- [Problem statement]: Identify each line in the listing below that contains the string "integer", and copy every such line in full. Letter case matters, so a line counts only if the capitalization matches.

- [Data for the task]:
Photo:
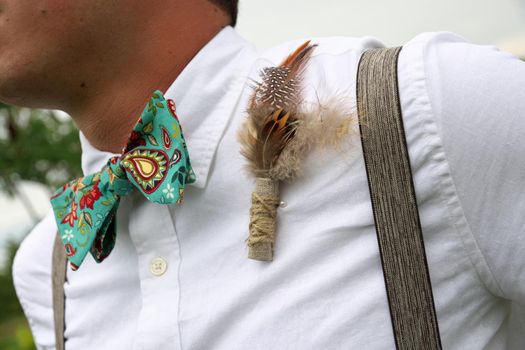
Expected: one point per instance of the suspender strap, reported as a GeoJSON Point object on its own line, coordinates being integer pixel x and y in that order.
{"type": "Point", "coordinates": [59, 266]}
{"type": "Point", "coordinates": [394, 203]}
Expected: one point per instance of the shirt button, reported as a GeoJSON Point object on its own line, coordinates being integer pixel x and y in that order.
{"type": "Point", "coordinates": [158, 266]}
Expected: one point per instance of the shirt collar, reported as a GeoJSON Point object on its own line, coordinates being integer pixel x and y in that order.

---

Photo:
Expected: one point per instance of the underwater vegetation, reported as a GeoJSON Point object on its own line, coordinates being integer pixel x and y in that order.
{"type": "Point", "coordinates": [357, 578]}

- [Worked answer]:
Expected: one point per instance of the suspender strap, reported as a GeoJSON Point object on its own line, coordinates being integer pixel x and y in that order.
Expected: one point per instance of the shirt button, reported as a GeoJSON Point object on its own line, coordinates being integer pixel x and y in that order.
Expected: one point per instance of the shirt collar, reported as a GeoJSON Point object on its own line, coordinates being integer pixel x and y in that order.
Expected: one point per instance of the underwater vegetation, reported as a GeoJSON Point object on its own line, coordinates being integer pixel x and y in that order.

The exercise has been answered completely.